=== What to work on ===
Write the records out again, keeping each line exactly as it is.

=== Record extracts ===
⁂

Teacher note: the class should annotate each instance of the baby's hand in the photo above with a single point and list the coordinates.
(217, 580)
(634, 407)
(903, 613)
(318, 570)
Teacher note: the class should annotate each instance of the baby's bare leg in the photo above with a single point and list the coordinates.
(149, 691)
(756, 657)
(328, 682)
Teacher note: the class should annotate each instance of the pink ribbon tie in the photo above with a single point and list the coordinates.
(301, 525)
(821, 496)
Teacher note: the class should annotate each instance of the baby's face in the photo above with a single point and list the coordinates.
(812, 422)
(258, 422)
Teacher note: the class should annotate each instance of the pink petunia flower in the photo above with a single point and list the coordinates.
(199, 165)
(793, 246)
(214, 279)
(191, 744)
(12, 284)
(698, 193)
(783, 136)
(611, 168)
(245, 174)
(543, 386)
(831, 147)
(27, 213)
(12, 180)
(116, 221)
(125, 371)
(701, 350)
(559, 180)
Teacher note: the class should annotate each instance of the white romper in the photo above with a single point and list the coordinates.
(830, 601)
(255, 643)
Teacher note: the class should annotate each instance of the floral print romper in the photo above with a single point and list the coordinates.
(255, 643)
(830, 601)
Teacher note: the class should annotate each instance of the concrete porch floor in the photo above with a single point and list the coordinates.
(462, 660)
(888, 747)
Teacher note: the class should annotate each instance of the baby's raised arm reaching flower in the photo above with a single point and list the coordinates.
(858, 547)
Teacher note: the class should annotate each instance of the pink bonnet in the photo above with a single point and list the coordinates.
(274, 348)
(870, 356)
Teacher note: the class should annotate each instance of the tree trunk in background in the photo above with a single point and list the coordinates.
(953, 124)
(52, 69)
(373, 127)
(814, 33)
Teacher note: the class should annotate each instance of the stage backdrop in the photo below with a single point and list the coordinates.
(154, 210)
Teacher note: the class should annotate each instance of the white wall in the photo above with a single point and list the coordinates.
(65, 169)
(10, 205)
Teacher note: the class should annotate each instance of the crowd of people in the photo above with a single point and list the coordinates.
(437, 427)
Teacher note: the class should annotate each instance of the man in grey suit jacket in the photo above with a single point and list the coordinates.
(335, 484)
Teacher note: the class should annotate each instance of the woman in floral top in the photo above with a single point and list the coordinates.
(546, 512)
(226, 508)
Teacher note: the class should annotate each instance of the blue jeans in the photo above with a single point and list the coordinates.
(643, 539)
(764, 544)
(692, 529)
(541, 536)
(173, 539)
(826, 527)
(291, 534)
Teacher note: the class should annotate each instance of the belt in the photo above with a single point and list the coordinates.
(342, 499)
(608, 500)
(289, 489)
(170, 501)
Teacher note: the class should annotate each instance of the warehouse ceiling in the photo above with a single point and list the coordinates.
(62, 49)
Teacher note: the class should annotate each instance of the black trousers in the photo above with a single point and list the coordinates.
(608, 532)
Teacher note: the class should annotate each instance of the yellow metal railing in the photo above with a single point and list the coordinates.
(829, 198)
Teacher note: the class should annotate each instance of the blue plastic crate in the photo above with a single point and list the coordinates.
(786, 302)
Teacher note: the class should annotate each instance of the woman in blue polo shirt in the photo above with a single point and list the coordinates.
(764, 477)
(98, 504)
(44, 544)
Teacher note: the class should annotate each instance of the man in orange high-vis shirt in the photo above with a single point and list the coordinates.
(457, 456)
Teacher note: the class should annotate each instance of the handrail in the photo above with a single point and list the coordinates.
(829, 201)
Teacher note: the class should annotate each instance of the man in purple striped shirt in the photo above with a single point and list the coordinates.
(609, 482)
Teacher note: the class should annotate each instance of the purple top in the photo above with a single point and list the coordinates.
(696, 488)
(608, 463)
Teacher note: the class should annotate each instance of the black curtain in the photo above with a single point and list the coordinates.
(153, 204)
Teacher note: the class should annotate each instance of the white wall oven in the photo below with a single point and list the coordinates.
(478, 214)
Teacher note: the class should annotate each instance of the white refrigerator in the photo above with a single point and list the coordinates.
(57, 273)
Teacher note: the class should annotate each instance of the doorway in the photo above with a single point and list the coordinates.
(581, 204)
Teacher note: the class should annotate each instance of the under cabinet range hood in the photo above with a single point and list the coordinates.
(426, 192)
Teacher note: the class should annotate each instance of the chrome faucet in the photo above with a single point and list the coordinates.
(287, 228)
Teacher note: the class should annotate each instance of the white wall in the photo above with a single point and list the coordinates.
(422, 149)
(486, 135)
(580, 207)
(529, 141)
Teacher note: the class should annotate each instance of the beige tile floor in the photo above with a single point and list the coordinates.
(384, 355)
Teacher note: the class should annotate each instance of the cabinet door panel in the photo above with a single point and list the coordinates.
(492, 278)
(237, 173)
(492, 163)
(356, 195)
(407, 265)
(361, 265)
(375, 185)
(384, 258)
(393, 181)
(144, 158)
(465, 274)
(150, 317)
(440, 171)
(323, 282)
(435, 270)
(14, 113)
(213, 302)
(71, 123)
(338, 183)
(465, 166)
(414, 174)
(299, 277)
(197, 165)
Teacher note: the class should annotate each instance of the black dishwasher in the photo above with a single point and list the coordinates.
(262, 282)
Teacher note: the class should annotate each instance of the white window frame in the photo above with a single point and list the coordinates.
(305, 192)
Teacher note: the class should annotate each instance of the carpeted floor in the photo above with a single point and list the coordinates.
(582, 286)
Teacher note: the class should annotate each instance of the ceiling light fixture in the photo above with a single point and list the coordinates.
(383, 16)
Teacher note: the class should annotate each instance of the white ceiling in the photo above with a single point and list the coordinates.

⁂

=== The reply ===
Teacher note: the class should annotate each instance of the baby's hand in the photo above with a single point and list the coordinates.
(217, 580)
(634, 407)
(903, 613)
(318, 570)
Teacher note: the class should annotate each instance of the baby's bare leg in the photo above with a single point and list the coordinates.
(149, 691)
(756, 657)
(328, 682)
Teacher note: the class should annotate each instance of the pink ribbon tie in the photo above with a single point and list the coordinates.
(301, 525)
(821, 496)
Teacher note: the class should annotate each instance of the baby's face in the photo above with a single point and list the coordinates.
(812, 422)
(258, 422)
Teacher note: the class should annotate each instance of the pink petunia flower in the photo above with a single point and list the coordinates.
(199, 165)
(793, 246)
(214, 279)
(191, 744)
(12, 284)
(698, 193)
(783, 136)
(611, 168)
(245, 174)
(543, 386)
(831, 147)
(27, 213)
(12, 180)
(116, 221)
(125, 371)
(701, 350)
(559, 180)
Teacher note: the class should annotate each instance of the white romper in the photo above with a single point and list the coordinates.
(830, 601)
(255, 643)
Teacher note: the class should annotate each instance of the floral print romper in the photo above with a single point and list the coordinates.
(255, 643)
(830, 601)
Teacher note: the class should annotate each instance of the concrete porch floor in the photo above with a single point and list the coordinates.
(462, 660)
(888, 747)
Teacher note: the class should annotate each instance of the baby's raised arm reaching flower in the photo above with a single point and list the coordinates.
(858, 547)
Teacher note: the class should annotate each instance of the pink bonnet in the photo above with a single point and list the coordinates.
(274, 348)
(870, 356)
Teacher note: the class should annotate each instance of the tree trunk in background in the photo above with a single point and list the coordinates.
(953, 124)
(52, 69)
(373, 127)
(814, 33)
Teacher note: the class should annotate each instance of the stage backdrop in the photo below with a single point and list the coordinates.
(154, 210)
Teacher note: the class should annotate each instance of the white wall in the photo above with a single point and list the coordinates.
(65, 169)
(10, 205)
Teacher note: the class should annotate each instance of the crowd of people in the photo above with a single point and list the coordinates.
(437, 427)
Teacher note: the class should annotate each instance of the man in grey suit jacket in the photo above with a single point and list the coordinates.
(335, 484)
Teacher note: the class should annotate each instance of the woman in floral top in the photo above with a single point and list the coordinates.
(546, 512)
(226, 508)
Teacher note: the class should annotate each instance of the blue jeans in the photo above with a single point and list the coordinates.
(643, 539)
(764, 544)
(692, 529)
(541, 536)
(173, 539)
(826, 527)
(291, 534)
Teacher note: the class should annotate each instance of the belt in the photo above with a single point and list the coordinates.
(342, 499)
(608, 500)
(289, 489)
(170, 501)
Teacher note: the class should annotate each instance of the warehouse ceiling in the photo above with a single point and list the coordinates.
(62, 49)
Teacher note: the class should annotate each instance of the black trousers in the photo above with a single point and list the coordinates.
(608, 532)
Teacher note: the class should annotate each instance of the yellow metal railing in the photo above with a single point and list the coordinates.
(829, 198)
Teacher note: the class should annotate each instance of the blue plastic crate in the photo above with a single point and list the coordinates.
(786, 302)
Teacher note: the class should annotate each instance of the woman in blue polo shirt in the photo above with a single point and list the coordinates.
(764, 477)
(98, 504)
(44, 544)
Teacher note: the class should annotate each instance of the man in orange high-vis shirt in the photo above with a single point and list the coordinates.
(457, 456)
Teacher note: the class should annotate each instance of the handrail in the photo above with a single point and list the coordinates.
(829, 201)
Teacher note: the class should annotate each instance of the man in purple striped shirt in the photo above with a single point and list the coordinates.
(609, 482)
Teacher note: the class should annotate each instance of the purple top in the photo above with a single point and list the coordinates.
(696, 488)
(608, 463)
Teacher note: the class should annotate each instance of the black curtain in the photo above with a single point and list the coordinates.
(153, 204)
Teacher note: the class should annotate each instance of the white wall oven in the photo below with a single point and list the coordinates.
(478, 214)
Teacher note: the class should annotate each instance of the white refrigerator in the photo above with a single point and list the coordinates.
(57, 273)
Teacher note: the class should annotate each instance of the doorway in the photo above with a single point and list the coordinates.
(581, 204)
Teacher note: the class should annotate each instance of the under cabinet range hood in the photo above with a single point and list the coordinates.
(426, 192)
Teacher note: the class should annotate each instance of the chrome faucet in the photo above with a single point and list the coordinates.
(287, 228)
Teacher note: the class should annotate each instance of the white wall in the photo above with a single point and list the coordinates.
(422, 149)
(486, 135)
(580, 207)
(529, 141)
Teacher note: the class should annotate each instance of the beige tile floor in the photo above with a single point and list the coordinates.
(384, 355)
Teacher note: the class should annotate each instance of the cabinet door panel in the photo above with a single point and list the coordinates.
(492, 278)
(237, 173)
(492, 163)
(356, 195)
(407, 265)
(361, 265)
(375, 185)
(384, 258)
(393, 181)
(144, 158)
(465, 274)
(150, 317)
(440, 171)
(323, 282)
(435, 270)
(14, 113)
(213, 302)
(71, 123)
(338, 183)
(465, 166)
(414, 174)
(299, 277)
(197, 165)
Teacher note: the class should annotate each instance of the black dishwasher in the photo above with a single point and list the coordinates.
(262, 282)
Teacher note: the class should annotate each instance of the white window frame in the photo above with a single point and list the coordinates.
(305, 192)
Teacher note: the class should annotate each instance of the carpeted floor in the photo above with a single point and list the coordinates.
(582, 286)
Teacher note: the class should annotate each instance of the ceiling light fixture in the photo above with a single point and list the coordinates.
(383, 16)
Teacher note: the class should annotate each instance of the white ceiling in the photo above with a single point and list the coordinates.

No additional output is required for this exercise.